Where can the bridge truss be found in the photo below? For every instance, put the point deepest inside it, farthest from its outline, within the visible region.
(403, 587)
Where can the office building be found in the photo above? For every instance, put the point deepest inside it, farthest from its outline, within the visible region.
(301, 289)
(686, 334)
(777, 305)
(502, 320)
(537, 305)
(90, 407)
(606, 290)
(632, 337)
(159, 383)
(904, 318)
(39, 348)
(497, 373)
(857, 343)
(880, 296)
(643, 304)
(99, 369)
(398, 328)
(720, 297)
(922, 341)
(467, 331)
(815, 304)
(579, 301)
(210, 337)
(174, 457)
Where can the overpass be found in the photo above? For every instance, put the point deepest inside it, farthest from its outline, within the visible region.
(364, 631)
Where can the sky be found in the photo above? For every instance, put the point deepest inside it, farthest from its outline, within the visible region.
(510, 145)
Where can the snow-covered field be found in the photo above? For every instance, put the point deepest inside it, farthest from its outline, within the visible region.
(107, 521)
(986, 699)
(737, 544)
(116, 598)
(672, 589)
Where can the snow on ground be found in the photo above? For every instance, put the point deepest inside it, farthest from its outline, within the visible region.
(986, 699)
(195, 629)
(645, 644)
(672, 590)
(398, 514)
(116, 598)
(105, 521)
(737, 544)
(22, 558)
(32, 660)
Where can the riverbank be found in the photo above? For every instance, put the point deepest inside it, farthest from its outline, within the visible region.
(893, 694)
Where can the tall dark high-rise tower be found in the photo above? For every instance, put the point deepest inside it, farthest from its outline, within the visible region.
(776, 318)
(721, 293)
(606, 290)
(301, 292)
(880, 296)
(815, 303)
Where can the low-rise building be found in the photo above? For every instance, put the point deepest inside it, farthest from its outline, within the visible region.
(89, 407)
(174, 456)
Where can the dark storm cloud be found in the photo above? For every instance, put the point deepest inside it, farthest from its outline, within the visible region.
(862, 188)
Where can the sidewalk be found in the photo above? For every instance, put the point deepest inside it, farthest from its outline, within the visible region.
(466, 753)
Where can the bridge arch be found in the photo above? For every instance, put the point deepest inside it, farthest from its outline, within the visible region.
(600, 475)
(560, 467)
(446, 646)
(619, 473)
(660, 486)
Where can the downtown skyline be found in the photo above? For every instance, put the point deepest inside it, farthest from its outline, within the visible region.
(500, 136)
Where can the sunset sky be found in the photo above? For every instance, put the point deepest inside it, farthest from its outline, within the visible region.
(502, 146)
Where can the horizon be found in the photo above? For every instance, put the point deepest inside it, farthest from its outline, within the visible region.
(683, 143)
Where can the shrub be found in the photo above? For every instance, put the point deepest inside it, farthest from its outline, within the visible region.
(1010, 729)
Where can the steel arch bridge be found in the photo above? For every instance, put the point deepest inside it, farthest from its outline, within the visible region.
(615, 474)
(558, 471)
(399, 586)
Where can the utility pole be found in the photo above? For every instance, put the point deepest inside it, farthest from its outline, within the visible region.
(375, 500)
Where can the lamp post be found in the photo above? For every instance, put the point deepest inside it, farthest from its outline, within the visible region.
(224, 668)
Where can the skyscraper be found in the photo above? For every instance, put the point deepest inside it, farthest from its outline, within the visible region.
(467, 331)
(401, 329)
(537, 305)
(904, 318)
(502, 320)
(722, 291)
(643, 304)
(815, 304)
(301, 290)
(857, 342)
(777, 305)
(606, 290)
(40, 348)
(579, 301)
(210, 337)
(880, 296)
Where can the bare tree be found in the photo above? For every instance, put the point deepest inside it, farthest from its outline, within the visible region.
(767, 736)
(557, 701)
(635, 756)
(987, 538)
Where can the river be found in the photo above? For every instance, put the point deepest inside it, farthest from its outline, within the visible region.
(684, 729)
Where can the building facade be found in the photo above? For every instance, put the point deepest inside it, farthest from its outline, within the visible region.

## Task requirements:
Revise the data above so that every occurrence of "farthest from its outline" becomes "most distant from its boundary", and leave everything else unchanged.

## Task solution:
Where can the bridge truss be found in the photo below? For every instance, put the point deepest inside it, most distant from its boundary, within the visible region.
(403, 587)
Where can the office building be found in the photo above? For every instance, put the point deepest inside it, most distant from its boundary, within the visible region.
(301, 289)
(686, 334)
(777, 305)
(502, 320)
(537, 305)
(90, 407)
(606, 290)
(632, 337)
(159, 383)
(904, 318)
(39, 348)
(497, 373)
(857, 343)
(880, 296)
(643, 304)
(99, 369)
(398, 328)
(720, 297)
(922, 341)
(467, 331)
(815, 304)
(579, 301)
(210, 337)
(174, 457)
Where can the overpass be found in the photo above? For every instance, put the point deepest inside it, most distant from its boundary, within the visible region.
(364, 631)
Where can the sky be found in the photo above? For every instance, put the point deepest inside it, most distant from its boundary, within the visible region.
(510, 145)
Where can the snow-covered field be found in the photo above? For every instance, put the point deepest inside it, most distant from its boundary, within the visible region.
(107, 521)
(986, 699)
(737, 544)
(116, 598)
(672, 589)
Where can the snow on ground be found in the photo above? For every instance, put the point deepest inside it, most distant from its boundary, within the visible region.
(986, 699)
(195, 629)
(645, 644)
(672, 590)
(398, 514)
(116, 598)
(105, 521)
(737, 544)
(22, 558)
(32, 660)
Where can the riverbank be found in the photo above? For every instance, put the point deepest inside it, most distant from its boundary, within the visible region.
(893, 694)
Where can the tall dark high-rise tower be found in the photo above? For every instance, put the point deepest inside it, most distant from its boundary, within the visible region.
(776, 318)
(721, 293)
(606, 290)
(301, 292)
(880, 296)
(815, 303)
Where can the low-rise building be found in the photo above? For every instance, put the point deepest inside it, most distant from its boundary, within the visible region.
(89, 407)
(174, 456)
Where can the dark storm cloud be found in the photo above? For every instance, put the point deepest inside it, most distant from its boundary, within the visible region.
(862, 188)
Where can the sidewalk be found in the photo above? For every instance, put the point deepest inside it, most distant from its boundary, within the visible region.
(466, 753)
Where can the bridge arch be found in the photo above? For every instance, put the point deepest inside it, most distant from its boundary, within the visible region.
(600, 475)
(560, 467)
(446, 646)
(619, 473)
(660, 486)
Where can the downtown skyline be found in the photo above? For every instance, put the point deepest inside it, most distant from its boundary, within the visible region.
(500, 136)
Where can the sunset sky be found in the photo above? For every instance, put the point deepest inside it, most distant from its boundary, within the visible region.
(502, 146)
Where can the horizon be found in the photo above? For every instance, put the point deepest inside it, most distant from its boundary, within the visible region.
(683, 143)
Where can the shrub be found in the photo above? For every instance, put the point deepest inside it, most distant from its boundary, within the visible region.
(1010, 729)
Where can the steel arch bridge be found in the photo above? For every instance, put the point deepest inside it, most distant from its boundary, within the visible region.
(615, 474)
(558, 471)
(399, 586)
Where can the utility pole be found in the photo above? For every instance, put the point deepest inside it, most distant from its boundary, within the visible region.
(375, 500)
Where can the lamp post be found in the photo above? For every instance, put the point deepest inside it, most distant from its boundary, within the visible region.
(224, 668)
Where can the skyscraper be found in the photo above? For every instance, put the point deepest inside it, most distant from its boundary, within the visible region.
(467, 331)
(401, 329)
(537, 305)
(904, 318)
(502, 320)
(722, 291)
(643, 304)
(815, 304)
(301, 290)
(857, 342)
(777, 305)
(606, 290)
(40, 348)
(579, 301)
(210, 337)
(880, 296)
Where can the bare tree be found in the photo above? For every instance, put the point deepest inside it, most distant from its boundary, within the visible region.
(767, 736)
(557, 701)
(635, 756)
(987, 538)
Where can the river be found in the photo above? For every instance, put the point deepest inside it, most distant from its boundary, within the visible region.
(684, 729)
Where can the building facade be found in the photo above? For every instance, put the point deepest inside it, most distant from its boundary, within the visible region.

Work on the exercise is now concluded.